### Data for this exercise:
■ ■ ■ ■

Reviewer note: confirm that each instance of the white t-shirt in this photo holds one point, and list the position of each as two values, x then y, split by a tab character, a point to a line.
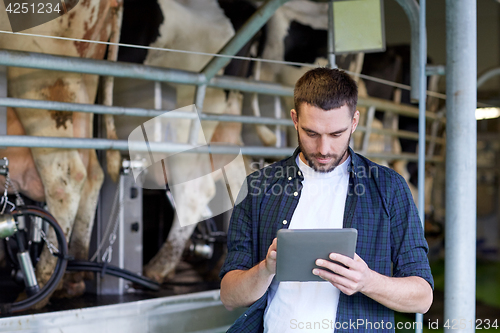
310	306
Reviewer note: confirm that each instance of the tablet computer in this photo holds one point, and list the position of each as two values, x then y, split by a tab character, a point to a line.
298	250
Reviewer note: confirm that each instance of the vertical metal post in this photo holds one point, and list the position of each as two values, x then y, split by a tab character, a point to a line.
411	9
461	162
195	123
331	37
422	61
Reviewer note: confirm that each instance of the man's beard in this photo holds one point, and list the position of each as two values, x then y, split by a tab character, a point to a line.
310	160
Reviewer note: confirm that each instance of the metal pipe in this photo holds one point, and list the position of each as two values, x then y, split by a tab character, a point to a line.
194	128
461	162
411	8
401	109
137	112
422	57
120	69
242	36
331	37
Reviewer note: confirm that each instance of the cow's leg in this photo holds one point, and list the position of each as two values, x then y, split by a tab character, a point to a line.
167	258
84	221
63	175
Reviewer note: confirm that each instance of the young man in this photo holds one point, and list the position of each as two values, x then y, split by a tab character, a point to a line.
326	185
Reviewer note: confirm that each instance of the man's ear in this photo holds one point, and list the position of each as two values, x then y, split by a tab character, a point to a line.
355	121
295	118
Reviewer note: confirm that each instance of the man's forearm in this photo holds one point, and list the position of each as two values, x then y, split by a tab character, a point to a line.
243	287
403	294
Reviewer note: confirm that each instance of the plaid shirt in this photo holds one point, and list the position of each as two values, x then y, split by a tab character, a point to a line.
379	205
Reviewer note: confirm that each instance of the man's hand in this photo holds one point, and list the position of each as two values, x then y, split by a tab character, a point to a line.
355	278
270	261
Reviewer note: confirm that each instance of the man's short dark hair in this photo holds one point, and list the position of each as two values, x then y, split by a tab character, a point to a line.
327	89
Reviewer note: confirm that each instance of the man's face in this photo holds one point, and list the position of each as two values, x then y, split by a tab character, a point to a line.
324	135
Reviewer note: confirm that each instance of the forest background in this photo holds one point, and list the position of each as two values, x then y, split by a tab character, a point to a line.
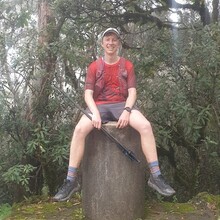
175	47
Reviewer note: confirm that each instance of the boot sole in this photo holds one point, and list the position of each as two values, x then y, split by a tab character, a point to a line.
153	186
70	194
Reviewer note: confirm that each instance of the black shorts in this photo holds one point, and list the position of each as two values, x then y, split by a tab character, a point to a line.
110	112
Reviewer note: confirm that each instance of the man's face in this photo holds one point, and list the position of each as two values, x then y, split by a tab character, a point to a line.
110	43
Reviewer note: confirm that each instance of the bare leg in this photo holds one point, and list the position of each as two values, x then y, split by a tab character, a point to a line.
82	129
77	147
143	126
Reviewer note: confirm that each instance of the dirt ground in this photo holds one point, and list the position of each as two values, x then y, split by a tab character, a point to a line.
202	207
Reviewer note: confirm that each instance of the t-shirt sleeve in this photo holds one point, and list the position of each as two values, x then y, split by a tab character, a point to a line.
90	77
131	81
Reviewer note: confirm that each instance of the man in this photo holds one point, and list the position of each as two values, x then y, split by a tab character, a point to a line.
111	95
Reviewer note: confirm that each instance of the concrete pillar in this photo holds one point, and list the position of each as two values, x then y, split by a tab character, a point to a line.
113	186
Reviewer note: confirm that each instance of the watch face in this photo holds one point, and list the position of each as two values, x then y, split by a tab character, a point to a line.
128	109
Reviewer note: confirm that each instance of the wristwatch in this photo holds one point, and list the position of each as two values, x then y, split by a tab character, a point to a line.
127	109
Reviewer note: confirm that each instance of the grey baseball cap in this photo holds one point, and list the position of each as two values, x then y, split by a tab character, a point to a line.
111	30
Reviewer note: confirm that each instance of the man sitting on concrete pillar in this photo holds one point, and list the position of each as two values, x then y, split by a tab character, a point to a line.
110	95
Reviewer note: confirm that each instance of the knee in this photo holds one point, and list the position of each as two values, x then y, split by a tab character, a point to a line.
146	127
80	131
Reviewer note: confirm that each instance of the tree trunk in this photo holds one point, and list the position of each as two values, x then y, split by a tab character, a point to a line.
215	12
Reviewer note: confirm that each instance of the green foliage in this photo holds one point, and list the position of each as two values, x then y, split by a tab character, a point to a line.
178	86
5	211
19	174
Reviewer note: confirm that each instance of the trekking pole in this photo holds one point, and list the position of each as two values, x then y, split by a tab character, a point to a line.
130	154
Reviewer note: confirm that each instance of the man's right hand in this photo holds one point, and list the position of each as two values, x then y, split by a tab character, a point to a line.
96	121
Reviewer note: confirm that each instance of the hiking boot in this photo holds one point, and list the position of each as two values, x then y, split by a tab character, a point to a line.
160	185
67	190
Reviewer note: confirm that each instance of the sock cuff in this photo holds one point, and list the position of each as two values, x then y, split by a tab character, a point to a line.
153	164
72	169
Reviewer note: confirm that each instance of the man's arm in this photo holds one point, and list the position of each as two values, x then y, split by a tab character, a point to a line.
96	119
132	96
124	118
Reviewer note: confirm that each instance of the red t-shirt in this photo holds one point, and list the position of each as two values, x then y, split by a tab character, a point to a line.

■ ■ ■ ■

### Problem:
When you copy the records above, keep every word exact but leave out the pictures.

### Solution for this exercise:
Reviewer note: confirm that each instance of the white t-shirt in this photo holds one point, and list the position of each as two values, x then y, split by a tab character, a point to a line.
310	306
Reviewer note: confirm that each instance of the tablet computer in this photo holds one point, and list the position of each as two values, x then y, split by a tab character, a point to a line.
298	250
Reviewer note: confirm that each instance of the vertical metal post in this photo holds one point, and list the position of each as two values, x then y, split by a tab character, a point to a line.
411	9
461	162
195	123
331	37
422	61
Reviewer note: confirm that each instance of the man's beard in this photo holds one point, and list the position of each as two values, x then y, split by a tab character, a point to a line.
310	160
Reviewer note: confirm that each instance of the metal pipe in this photo holds one point, and list the position of each as two values, x then y, split by a tab character, a point to a line.
194	128
461	162
411	8
401	109
137	112
422	57
120	69
242	36
331	37
Reviewer note: confirm that each instance of the cow's leg in this photo holds one point, and list the position of each as two values, x then y, split by a tab character, a point to a line.
167	258
84	221
63	175
Reviewer note: confirm that each instance of the young man in this photo holds one point, and list the position of each as two values, x then y, split by a tab character, a point to a line.
326	185
Reviewer note: confirm that each instance of the man's ear in this photo holds one point, and list the position of each as two values, x then y, split by a tab character, a point to a line.
355	121
295	118
Reviewer note: confirm that each instance of the man's forearm in this photo holds one point, and list the position of each as two values, x then y, split by a tab character, a point to a line.
243	287
403	294
Reviewer note: confirm that each instance of the plaid shirt in this photo holds one point, and list the position of each as two values, x then y, split by a tab character, a point to a line.
379	205
Reviewer note: confirm that each instance of the man's hand in this photo holds one point, and list the position of each as two values, x then y, split by a tab character, a point to a line.
355	278
270	261
Reviewer note: confirm that each instance of the man's short dark hair in this photo holds one point, and list the position of each as two values, x then y, split by a tab character, a point to a line.
327	89
Reviewer note: confirm that each instance of the man's face in this photo holds one point, and list the position of each as two values, x then y, split by a tab character, a point to a line.
324	135
Reviewer note: confirm that each instance of the forest background in this photo holds one point, and list the position of each as two values, x then y, split by a tab character, a point to a line.
175	47
Reviewer note: confirm that each instance of the boot sole in this photo holds one point, and list the position of each as two values, x then y, split by a tab character, a point to a line.
153	186
70	194
Reviewer note: confirm that each instance of the black shorts in this photo holds one point, and list the position of each as two values, x then y, split by a tab character, a point to a line.
110	112
Reviewer note: confirm that each instance of the man's face in this photo holds one point, and list the position of each as two values, x then y, split by a tab character, a point to a line.
110	43
Reviewer note: confirm that each instance of the bare leg in this photo holds one point, and list the position of each as two values, x then y, split by a tab character, a point to a line.
82	129
77	147
143	126
Reviewer note: confirm that each instance of the dirt ground in this photo holds one point, and list the position of each as two values, x then y, split by a tab character, a point to a line.
202	207
Reviewer note: confirm that each instance of the t-shirt sleeve in this photo holds one point, and list the position of each as two values, x then y, split by a tab character, a point to a line.
90	77
131	81
Reviewer note: confirm that each instance of the man in this photo holds one point, and list the position of each as two values, x then y, split by a tab character, a point to a line.
111	95
Reviewer note: confirm that each instance of the concrete pillar in this photo holds one point, and list the position of each as two values, x then y, split by a tab character, a point to a line.
113	186
Reviewer note: confirm that each instance of the watch face in this photo holds one point, and list the position of each as two values, x then y, split by a tab character, a point to a line.
128	109
Reviewer note: confirm that each instance of the wristwatch in this photo holds one point, and list the position of each as two values, x then y, split by a tab character, a point to a line.
127	109
Reviewer note: confirm that each instance of the grey baseball cap in this photo holds one point, and list the position of each as two values, x then y, split by a tab character, a point to a line.
111	30
Reviewer note: confirm that each instance of the man sitting on concrete pillar in this photo holds one point, and list the position of each as two values, x then y, split by a tab character, a point to a line.
110	95
Reviewer note: confirm that each instance of the knee in this photo holds one point, and list the position of each as two values, x then y, split by a tab character, a point to a line.
146	127
80	131
Reviewer note: confirm that each instance of the tree trunk in this photo holds one point, and list the position of each as two values, x then y, split by a tab character, a point to a line.
215	12
Reviewer note: confirm that each instance of the green foliage in this photo holds one point, and list the position of each as two values, x then y, split by a tab character, a point to a line.
178	86
5	211
19	174
Reviewer note: confirm that each instance of the trekking pole in this photo holds one point, and list the position of each as two values, x then y, split by a tab character, a point to a line.
130	154
Reviewer note: confirm that each instance of the man's right hand in this photo holds one point, and list the position of each as two values, x then y, split by a tab character, a point to a line.
96	121
Reviewer note: confirm that each instance of the hiking boot in this photo holds one point, and list the position of each as two values, x then y, split by a tab character, a point to a line.
160	185
67	190
Reviewer note: confirm that each instance of the sock cuff in this photo holds one point, and list the position of each as two values, x then y, split by a tab character, a point to a line.
153	164
72	169
Reviewer note: confirm that each instance of the man's arm in this photo holds one point, and list the position of each as two values, x then y, split by a tab character, a point to a line.
96	119
132	96
124	118
Reviewer note: confirm that each instance of the red t-shirt in this photo holds one point, and list the position of each as two values, x then y, split by a tab character, a point to a line.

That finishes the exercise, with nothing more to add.